→ DIRECTIVE: Copy every item below word for word, with no changes to wording or punctuation.
------------------------------------
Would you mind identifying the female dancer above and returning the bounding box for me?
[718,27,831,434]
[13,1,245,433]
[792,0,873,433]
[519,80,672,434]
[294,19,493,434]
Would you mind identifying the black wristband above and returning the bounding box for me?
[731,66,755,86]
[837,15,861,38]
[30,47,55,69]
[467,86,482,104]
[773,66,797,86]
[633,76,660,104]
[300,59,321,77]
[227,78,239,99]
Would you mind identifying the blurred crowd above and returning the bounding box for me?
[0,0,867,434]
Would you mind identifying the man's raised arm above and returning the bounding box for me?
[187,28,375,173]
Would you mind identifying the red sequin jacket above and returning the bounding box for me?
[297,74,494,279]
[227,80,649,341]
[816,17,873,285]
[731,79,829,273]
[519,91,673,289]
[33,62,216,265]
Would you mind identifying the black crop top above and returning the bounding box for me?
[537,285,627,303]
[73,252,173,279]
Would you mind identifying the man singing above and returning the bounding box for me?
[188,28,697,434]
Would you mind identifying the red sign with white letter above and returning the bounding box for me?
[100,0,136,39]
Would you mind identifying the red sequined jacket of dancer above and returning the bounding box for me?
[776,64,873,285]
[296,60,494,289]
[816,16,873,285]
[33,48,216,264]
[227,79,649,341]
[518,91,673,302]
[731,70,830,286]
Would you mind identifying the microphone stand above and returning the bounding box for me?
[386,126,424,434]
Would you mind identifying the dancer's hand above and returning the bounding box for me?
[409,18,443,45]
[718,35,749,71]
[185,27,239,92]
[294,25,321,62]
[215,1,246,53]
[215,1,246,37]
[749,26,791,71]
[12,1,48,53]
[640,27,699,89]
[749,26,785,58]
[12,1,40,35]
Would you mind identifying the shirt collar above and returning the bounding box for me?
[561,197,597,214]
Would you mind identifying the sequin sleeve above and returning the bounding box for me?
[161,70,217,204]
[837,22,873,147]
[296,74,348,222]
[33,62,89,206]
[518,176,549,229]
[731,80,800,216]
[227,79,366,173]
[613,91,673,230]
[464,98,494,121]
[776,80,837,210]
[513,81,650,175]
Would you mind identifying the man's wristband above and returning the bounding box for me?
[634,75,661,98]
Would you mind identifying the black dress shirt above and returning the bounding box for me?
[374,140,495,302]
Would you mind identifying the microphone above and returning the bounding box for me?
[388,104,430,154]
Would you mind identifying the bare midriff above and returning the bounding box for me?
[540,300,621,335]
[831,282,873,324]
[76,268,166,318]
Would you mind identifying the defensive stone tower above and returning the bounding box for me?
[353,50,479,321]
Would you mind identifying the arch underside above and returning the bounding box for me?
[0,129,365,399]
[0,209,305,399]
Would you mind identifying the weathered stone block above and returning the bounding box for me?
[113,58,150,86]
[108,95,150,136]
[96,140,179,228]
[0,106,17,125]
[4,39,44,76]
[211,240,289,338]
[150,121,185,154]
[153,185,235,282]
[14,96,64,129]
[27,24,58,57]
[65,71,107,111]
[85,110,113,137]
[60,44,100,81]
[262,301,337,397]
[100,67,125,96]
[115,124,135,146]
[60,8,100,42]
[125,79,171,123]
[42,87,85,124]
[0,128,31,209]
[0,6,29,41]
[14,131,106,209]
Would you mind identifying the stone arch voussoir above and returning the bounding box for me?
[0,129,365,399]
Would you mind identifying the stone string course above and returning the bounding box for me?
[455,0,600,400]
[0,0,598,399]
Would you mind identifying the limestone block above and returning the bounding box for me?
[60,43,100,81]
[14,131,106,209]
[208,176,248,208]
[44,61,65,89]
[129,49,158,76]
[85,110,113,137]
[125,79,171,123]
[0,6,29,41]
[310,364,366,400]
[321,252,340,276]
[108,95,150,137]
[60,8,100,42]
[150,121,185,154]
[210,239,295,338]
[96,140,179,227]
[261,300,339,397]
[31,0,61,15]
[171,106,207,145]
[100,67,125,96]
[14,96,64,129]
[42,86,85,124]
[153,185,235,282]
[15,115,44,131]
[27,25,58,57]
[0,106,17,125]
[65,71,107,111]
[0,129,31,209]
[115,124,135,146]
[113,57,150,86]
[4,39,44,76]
------------------------------------
→ RESULT OF THIS TASK:
Would you mind identifying the female dancer above and returning the bounding box for me?
[718,27,831,434]
[13,1,245,433]
[792,0,873,433]
[519,80,672,434]
[294,19,493,434]
Would you mind identifying the black wristband above and returning the bounding box for me?
[731,66,755,86]
[837,15,861,38]
[30,47,55,69]
[467,86,482,104]
[773,66,797,86]
[633,76,660,104]
[300,59,321,77]
[227,78,239,99]
Would you mind identifying the blurred crowd above and returning the bounding box for me?
[0,0,867,434]
Would you mind identifying the man's raised arm above and returning the bounding box for me?
[187,28,375,173]
Would you mind identifying the red sequin jacket above and returning the bounding box for me?
[297,74,494,279]
[227,80,649,341]
[816,17,873,285]
[731,79,829,273]
[519,91,673,289]
[33,62,216,265]
Would you mind identifying the black crop top above and returning the bounding box for me?
[537,285,627,303]
[73,252,173,279]
Would you mind identifying the man singing above and returning the bounding box for me?
[188,28,697,434]
Would you mind identifying the red sign with white letter above and returning the bounding box for me?
[100,0,136,39]
Would you mind identifying the red sequined jacket of dancer above and returning the bounding box for me?
[776,64,873,285]
[296,60,494,289]
[816,16,873,285]
[33,48,216,264]
[227,79,649,341]
[518,91,673,302]
[731,70,830,286]
Would you mind identifying the microphone stand above and returning the bounding box for me?
[386,126,424,434]
Would you mind identifying the dancer's hand above and returning the bounding box for me?
[409,18,443,45]
[718,35,749,71]
[185,27,239,92]
[294,25,321,62]
[215,1,246,53]
[215,1,246,37]
[749,26,791,71]
[12,1,48,53]
[640,27,699,89]
[749,26,785,58]
[12,1,40,35]
Would you mind identifying the shirt collar above and returning the bounding box for me?
[561,197,597,214]
Would you mind identifying the sequin sleeve above and returning the bounding box for me?
[161,70,217,204]
[837,22,873,147]
[296,74,348,222]
[33,62,89,206]
[518,176,549,229]
[731,80,800,216]
[227,79,366,173]
[613,91,673,230]
[464,98,494,121]
[776,80,837,210]
[513,81,650,175]
Would you mind identifying the man's wristband above and returning the bounding box for me?
[634,75,661,98]
Would you mind identifying the black dress shirt above and returning the bounding box for me?
[374,140,495,302]
Would you mind identifying the microphone above and returning the bounding box for me?
[388,104,430,154]
Would you mind identifying the bare midriff above and returning the bounding box for me?
[540,300,621,335]
[831,282,873,324]
[76,268,166,318]
Would you mind identifying the defensive stone tower above and returning the bounding box for me?
[353,50,479,321]
Would you mind identifying the arch underside above and returning the bounding box for me?
[0,129,365,399]
[0,209,305,399]
Would you mind identifying the weathered stone block above and returning the bounding box for me?
[113,58,150,86]
[108,95,150,136]
[96,140,179,228]
[0,106,17,125]
[4,39,44,76]
[211,240,289,338]
[150,121,185,154]
[153,185,235,282]
[14,96,64,129]
[27,24,58,57]
[65,71,107,111]
[85,110,113,137]
[60,44,100,81]
[262,301,337,397]
[100,67,125,96]
[115,124,135,146]
[60,8,100,42]
[125,79,171,123]
[42,87,85,124]
[0,128,31,209]
[0,6,29,41]
[14,131,106,209]
Would you mind identifying the stone arch voussoir above and returning the bounding box for me?
[0,129,365,399]
Would you mind identifying the stone string course above and returning the bounding box for me?
[455,0,600,400]
[0,0,598,399]
Would you mind identifying the limestone block above and returning the bounding box for me?
[60,43,100,81]
[14,131,106,209]
[208,176,248,208]
[44,61,65,89]
[129,49,158,76]
[85,110,113,137]
[125,79,171,123]
[0,6,29,41]
[310,364,366,400]
[321,252,340,276]
[108,95,150,137]
[60,8,100,42]
[150,121,185,154]
[210,239,295,338]
[96,140,179,227]
[261,300,339,397]
[31,0,61,15]
[171,106,207,145]
[100,67,125,96]
[14,96,64,129]
[42,86,85,124]
[153,185,235,282]
[15,115,44,131]
[27,25,58,57]
[0,106,17,125]
[65,71,107,111]
[0,129,31,209]
[115,124,135,146]
[113,57,150,86]
[4,39,44,76]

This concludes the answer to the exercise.